▶ _Set exercise A_: According to the ggplot2 stat_function thread, what error appears when the entire function is run on the unshared dataset?
▶ _Set exercise B_: Continue the forum thread about passing parameters to stat_function() in ggplot2, starting right after its final sentence.

▶ _Text excerpt_:
Search code examples
rggplot2visualizationdistribution

How to pass parameters in stat_function() ggplot2


Lets say I have the following code:

get_histogram <- function(data_set, column_name, bin_width, attribute_name) {
  ggplot(data_set, aes(x= {{column_name}})) +
    geom_histogram(aes(y= ..density..), binwidth = .3, fill= "lightblue", colour="black") +
    xlab(paste0(attribute_name)) +
    stat_function(fun = dnorm , args= list(mean= mean({{column_name}}), sd= sd({{column_name}})), 
                  mapping = aes(colour = "Normal"))+
    stat_function(fun = dlnorm, args = list(meanlog= mean(log({{column_name}})), sdlog= sd(log({{column_name}}))),
                  mapping = aes(colour = "LogNormal")) + 
    scale_colour_manual("Distribution", values = c("red", "blue"))
}

data <- rnorm(1000, 44, 2)
df <- data.frame(data)
get_histogram(df, data, 1, "Test")

This works fine, right? So, we know the code is correct.

Now, the problem arises when I run the same code on a dataset that I cannot share here. When I run the first chunk of the code on it, the code works perfectly. I mean when I execute the following part:

get_histogram_chucnk <- function(data_set, column_name, bin_width, attribute_name) {
  ggplot(data_set, aes(x= {{column_name}})) +
    geom_histogram(aes(y= ..density..), binwidth = .3, fill= "lightblue", colour="black") +
    xlab(paste0(attribute_name)) 
}
get_histogram_chunk(new_df, columnX , 1, "Test")

As you can see here, I am passing new_df and columnX, which are coming from my real dataset (as I mentioned earlier, unfortunately, I cannot share my data). Once again, this chunk of code works just fine. However, when I run the entire code, I encounter the error 'object 'columnX' not found.' While debugging, I found that the error occurs in the following line...

▶ _Listing_:

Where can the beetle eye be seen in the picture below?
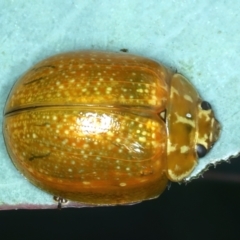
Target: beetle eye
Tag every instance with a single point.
(206, 105)
(201, 150)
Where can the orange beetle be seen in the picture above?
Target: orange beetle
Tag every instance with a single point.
(106, 128)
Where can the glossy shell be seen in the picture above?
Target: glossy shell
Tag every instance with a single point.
(105, 128)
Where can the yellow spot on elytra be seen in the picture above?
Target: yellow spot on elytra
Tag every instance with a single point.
(188, 98)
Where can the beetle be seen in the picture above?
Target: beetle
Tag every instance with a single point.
(105, 128)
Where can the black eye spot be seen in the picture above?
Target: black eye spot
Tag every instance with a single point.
(201, 150)
(206, 105)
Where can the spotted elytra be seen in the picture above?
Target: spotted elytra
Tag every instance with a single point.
(106, 128)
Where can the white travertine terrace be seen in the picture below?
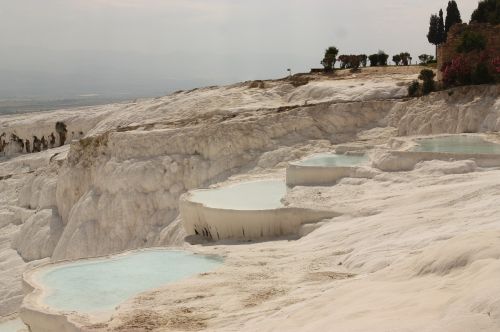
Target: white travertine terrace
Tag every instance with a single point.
(404, 158)
(222, 221)
(119, 188)
(303, 174)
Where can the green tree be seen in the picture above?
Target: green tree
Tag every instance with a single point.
(396, 59)
(405, 58)
(488, 11)
(363, 59)
(441, 27)
(471, 41)
(436, 30)
(452, 16)
(330, 58)
(382, 58)
(425, 58)
(373, 60)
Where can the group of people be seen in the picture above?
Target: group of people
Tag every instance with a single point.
(26, 146)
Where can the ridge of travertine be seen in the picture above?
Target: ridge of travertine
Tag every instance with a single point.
(118, 188)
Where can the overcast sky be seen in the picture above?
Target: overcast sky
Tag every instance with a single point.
(62, 48)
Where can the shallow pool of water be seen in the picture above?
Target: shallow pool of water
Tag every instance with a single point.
(331, 160)
(12, 325)
(457, 144)
(255, 195)
(101, 284)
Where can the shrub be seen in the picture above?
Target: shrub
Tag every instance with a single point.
(427, 76)
(330, 57)
(471, 69)
(414, 89)
(496, 64)
(457, 72)
(471, 41)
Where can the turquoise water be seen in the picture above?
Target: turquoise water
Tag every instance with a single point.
(255, 195)
(457, 144)
(331, 160)
(12, 325)
(102, 284)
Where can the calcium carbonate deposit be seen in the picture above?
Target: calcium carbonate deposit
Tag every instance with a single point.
(411, 248)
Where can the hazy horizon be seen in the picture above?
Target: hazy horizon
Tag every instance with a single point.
(131, 48)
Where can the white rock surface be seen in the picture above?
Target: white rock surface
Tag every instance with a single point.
(118, 188)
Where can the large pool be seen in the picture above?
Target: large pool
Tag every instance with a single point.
(457, 144)
(12, 326)
(332, 160)
(101, 284)
(255, 195)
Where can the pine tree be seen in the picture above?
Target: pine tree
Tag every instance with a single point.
(452, 16)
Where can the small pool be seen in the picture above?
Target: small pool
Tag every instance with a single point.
(457, 144)
(332, 160)
(12, 325)
(255, 195)
(102, 284)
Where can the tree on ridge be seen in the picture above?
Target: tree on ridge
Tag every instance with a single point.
(452, 16)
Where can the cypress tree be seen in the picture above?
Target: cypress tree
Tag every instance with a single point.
(432, 35)
(452, 16)
(488, 11)
(436, 34)
(441, 31)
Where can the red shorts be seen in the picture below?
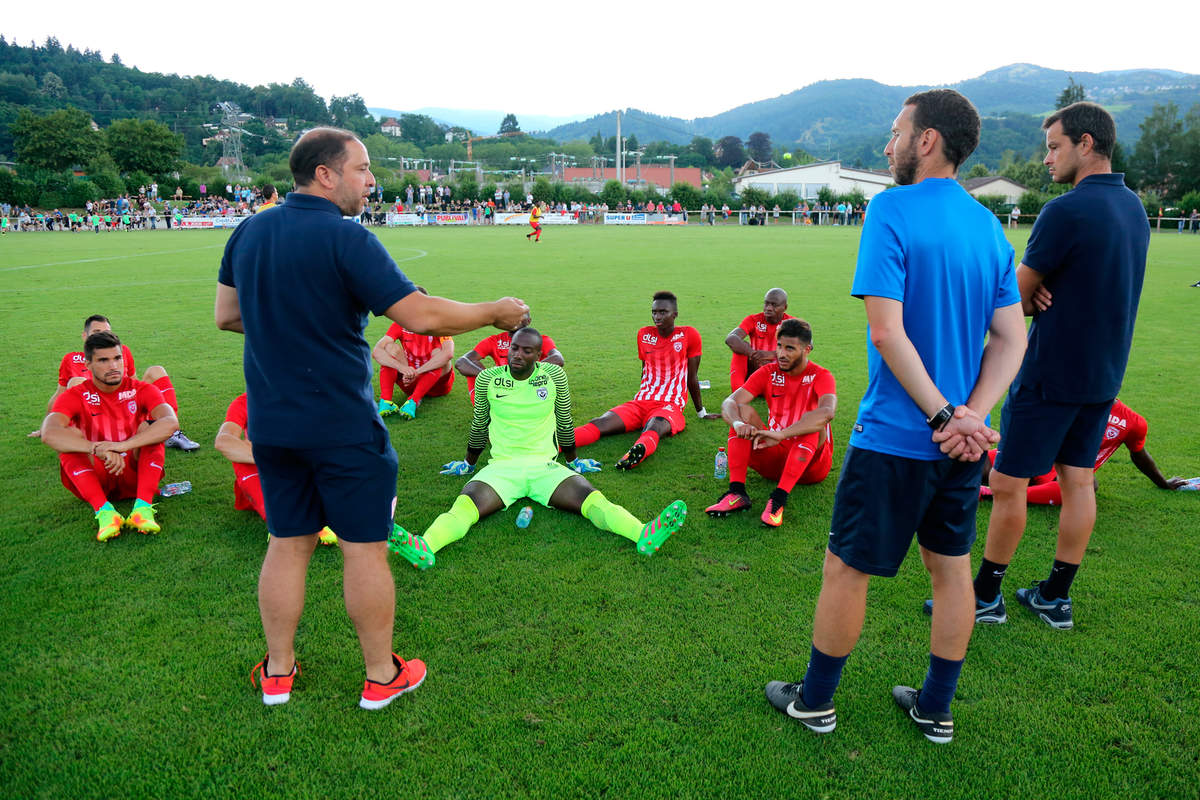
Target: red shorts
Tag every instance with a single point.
(117, 487)
(247, 492)
(769, 462)
(635, 414)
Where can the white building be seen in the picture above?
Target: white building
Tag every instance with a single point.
(809, 179)
(995, 185)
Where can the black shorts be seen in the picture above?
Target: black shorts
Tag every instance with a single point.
(349, 488)
(882, 500)
(1037, 433)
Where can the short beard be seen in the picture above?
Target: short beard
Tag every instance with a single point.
(905, 169)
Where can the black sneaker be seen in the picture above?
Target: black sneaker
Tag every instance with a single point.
(634, 457)
(1055, 613)
(993, 613)
(937, 727)
(789, 698)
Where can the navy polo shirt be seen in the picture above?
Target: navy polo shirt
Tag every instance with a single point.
(1090, 246)
(306, 278)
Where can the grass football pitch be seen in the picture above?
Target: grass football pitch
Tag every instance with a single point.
(563, 663)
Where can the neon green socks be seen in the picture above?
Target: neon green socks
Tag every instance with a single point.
(453, 524)
(609, 516)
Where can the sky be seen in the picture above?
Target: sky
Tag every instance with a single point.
(684, 60)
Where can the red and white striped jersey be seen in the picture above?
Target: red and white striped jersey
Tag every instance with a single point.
(790, 397)
(108, 416)
(665, 364)
(418, 347)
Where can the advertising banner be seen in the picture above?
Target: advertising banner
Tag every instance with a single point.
(405, 220)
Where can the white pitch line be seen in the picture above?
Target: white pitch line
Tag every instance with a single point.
(107, 258)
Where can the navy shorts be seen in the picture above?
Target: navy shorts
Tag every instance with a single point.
(349, 488)
(882, 500)
(1037, 433)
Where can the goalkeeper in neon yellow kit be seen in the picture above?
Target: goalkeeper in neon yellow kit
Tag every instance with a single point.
(523, 408)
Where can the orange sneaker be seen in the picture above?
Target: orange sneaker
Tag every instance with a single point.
(408, 677)
(773, 516)
(276, 689)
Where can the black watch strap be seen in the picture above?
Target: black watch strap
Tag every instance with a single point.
(939, 420)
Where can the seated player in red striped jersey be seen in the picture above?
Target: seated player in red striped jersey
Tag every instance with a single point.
(1126, 427)
(760, 329)
(73, 370)
(420, 362)
(795, 446)
(108, 432)
(497, 347)
(234, 444)
(670, 360)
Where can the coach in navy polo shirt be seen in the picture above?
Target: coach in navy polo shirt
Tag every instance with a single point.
(1080, 278)
(299, 281)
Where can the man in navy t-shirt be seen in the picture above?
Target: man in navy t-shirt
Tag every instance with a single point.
(936, 276)
(1081, 271)
(299, 282)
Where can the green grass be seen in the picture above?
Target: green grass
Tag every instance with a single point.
(562, 663)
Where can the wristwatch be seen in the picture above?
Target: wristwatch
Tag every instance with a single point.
(939, 420)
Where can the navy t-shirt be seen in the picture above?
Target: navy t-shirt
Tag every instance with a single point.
(941, 253)
(1090, 246)
(306, 280)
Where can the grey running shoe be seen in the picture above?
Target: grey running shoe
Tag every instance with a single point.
(180, 440)
(1055, 613)
(937, 727)
(993, 613)
(789, 698)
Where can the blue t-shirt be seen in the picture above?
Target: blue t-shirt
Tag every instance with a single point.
(941, 253)
(1090, 246)
(306, 280)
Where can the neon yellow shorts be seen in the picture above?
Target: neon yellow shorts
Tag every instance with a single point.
(523, 477)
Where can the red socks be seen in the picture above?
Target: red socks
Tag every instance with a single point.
(586, 434)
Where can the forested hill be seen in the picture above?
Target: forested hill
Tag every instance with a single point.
(48, 77)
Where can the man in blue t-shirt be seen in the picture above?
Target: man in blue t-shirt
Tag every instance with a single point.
(299, 283)
(936, 276)
(1083, 271)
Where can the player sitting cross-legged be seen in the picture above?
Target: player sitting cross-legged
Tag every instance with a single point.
(234, 444)
(73, 371)
(108, 432)
(795, 446)
(670, 360)
(523, 408)
(421, 365)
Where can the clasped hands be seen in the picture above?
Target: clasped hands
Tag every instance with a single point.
(966, 437)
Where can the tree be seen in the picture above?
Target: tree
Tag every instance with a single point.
(55, 142)
(730, 152)
(759, 146)
(978, 170)
(509, 124)
(143, 145)
(1072, 94)
(1158, 156)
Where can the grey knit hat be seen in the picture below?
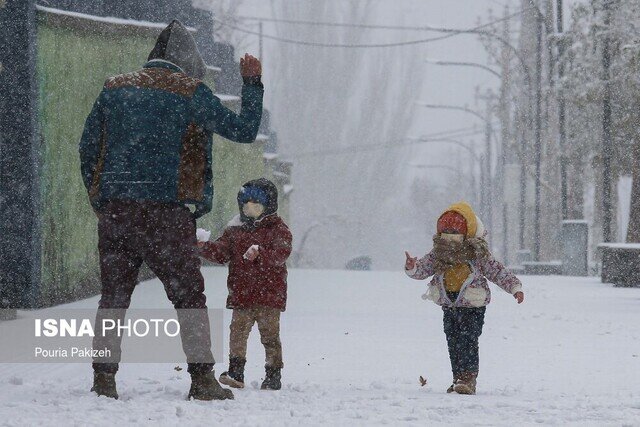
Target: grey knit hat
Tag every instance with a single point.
(175, 44)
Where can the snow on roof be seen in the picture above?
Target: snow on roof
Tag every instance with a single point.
(106, 19)
(542, 263)
(227, 98)
(619, 245)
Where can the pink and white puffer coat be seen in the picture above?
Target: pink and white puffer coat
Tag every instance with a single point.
(475, 289)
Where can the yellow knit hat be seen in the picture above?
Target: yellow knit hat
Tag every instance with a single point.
(465, 209)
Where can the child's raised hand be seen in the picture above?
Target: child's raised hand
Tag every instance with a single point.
(252, 253)
(411, 261)
(519, 296)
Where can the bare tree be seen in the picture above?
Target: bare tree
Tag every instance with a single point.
(330, 106)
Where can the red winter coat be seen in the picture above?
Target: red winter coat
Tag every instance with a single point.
(263, 281)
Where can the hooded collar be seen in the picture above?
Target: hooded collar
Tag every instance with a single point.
(264, 221)
(163, 63)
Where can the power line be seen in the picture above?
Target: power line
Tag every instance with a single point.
(355, 149)
(450, 33)
(381, 27)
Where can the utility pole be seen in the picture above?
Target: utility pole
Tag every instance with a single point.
(523, 184)
(488, 182)
(538, 136)
(260, 42)
(489, 174)
(606, 126)
(561, 112)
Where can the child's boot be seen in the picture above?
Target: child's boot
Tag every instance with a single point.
(466, 383)
(104, 384)
(234, 377)
(455, 378)
(272, 379)
(204, 386)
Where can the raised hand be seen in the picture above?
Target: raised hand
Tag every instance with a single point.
(250, 66)
(519, 296)
(252, 253)
(410, 263)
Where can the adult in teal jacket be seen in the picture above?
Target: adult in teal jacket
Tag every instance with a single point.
(149, 134)
(146, 154)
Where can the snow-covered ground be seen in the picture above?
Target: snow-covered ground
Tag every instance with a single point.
(355, 344)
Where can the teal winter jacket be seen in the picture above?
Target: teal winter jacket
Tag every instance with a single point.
(149, 136)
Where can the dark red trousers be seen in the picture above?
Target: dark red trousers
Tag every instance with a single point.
(163, 236)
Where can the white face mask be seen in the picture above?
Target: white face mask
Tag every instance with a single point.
(252, 210)
(453, 237)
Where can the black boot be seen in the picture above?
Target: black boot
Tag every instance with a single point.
(205, 387)
(234, 377)
(104, 384)
(272, 379)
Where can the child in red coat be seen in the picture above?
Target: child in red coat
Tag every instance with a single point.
(256, 245)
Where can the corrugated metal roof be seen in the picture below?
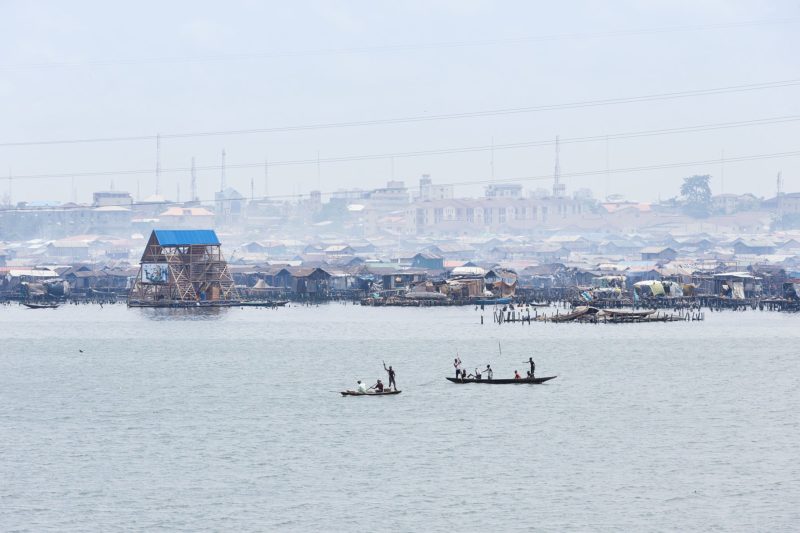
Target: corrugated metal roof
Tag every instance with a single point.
(184, 237)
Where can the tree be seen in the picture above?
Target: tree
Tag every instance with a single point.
(696, 193)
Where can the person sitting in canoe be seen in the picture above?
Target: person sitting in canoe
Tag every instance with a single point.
(533, 365)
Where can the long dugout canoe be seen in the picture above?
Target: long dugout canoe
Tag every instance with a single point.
(534, 381)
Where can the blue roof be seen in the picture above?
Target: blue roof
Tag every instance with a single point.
(182, 237)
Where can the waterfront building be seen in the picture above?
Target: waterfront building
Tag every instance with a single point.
(181, 267)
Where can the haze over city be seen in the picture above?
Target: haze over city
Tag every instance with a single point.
(377, 87)
(436, 266)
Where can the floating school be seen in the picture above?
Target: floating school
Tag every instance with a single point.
(182, 268)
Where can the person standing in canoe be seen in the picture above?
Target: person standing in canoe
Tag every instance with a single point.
(390, 370)
(533, 365)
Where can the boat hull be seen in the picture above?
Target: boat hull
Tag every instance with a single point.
(534, 381)
(356, 393)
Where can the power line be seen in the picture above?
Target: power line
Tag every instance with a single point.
(443, 151)
(393, 48)
(483, 181)
(428, 118)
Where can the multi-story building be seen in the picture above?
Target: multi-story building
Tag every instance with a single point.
(493, 214)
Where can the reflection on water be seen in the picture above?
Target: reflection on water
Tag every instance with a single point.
(181, 313)
(154, 419)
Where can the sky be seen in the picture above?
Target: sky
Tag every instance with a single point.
(390, 81)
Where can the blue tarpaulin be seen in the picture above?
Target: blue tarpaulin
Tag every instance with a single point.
(183, 237)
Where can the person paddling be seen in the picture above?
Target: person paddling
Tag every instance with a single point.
(390, 370)
(533, 365)
(457, 365)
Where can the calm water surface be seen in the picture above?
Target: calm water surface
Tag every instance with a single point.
(229, 420)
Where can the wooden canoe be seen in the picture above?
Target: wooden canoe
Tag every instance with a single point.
(39, 306)
(534, 381)
(356, 393)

▶ _Final result A_: The error is "object 'columnX' not found."

▶ _Final result B_:
stat_function(fun = dnorm , args= list(mean= mean({{column_name}}), sd= sd({{column_name}}))

The issue is occurring with the {{column}} name. I have checked everything and the fact that this code runs fine on the first chunk of code makes me confident that the issue is not with the dataset, but rather with the stat_function().

This code also works fine when I plot the graph outside of a function and pass the column name and data frame as hardcoded values. Therefore, I am sure that stat_function() doesn't like how I'm passing the column name. However, if that is indeed the case, why does it work with the sample data?

I understand that it's difficult to provide a precise answer without actual data, but any guidance would be greatly appreciated. PS the minimum value of columnX is 50 so the logNorm should work fine.


Solution

  • If you change the places where you use something like mean({{column_name}}) to something like mean(data_set[[colname]]) and use colname = as_label(enquo(column_name)) at the beginning of the code, it should work. Also, note ..density.. has been replaced with after_stat(density).

    library(ggplot2)
    get_histogram <- function(data_set, column_name, bin_width, attribute_name) {
      require(rlang)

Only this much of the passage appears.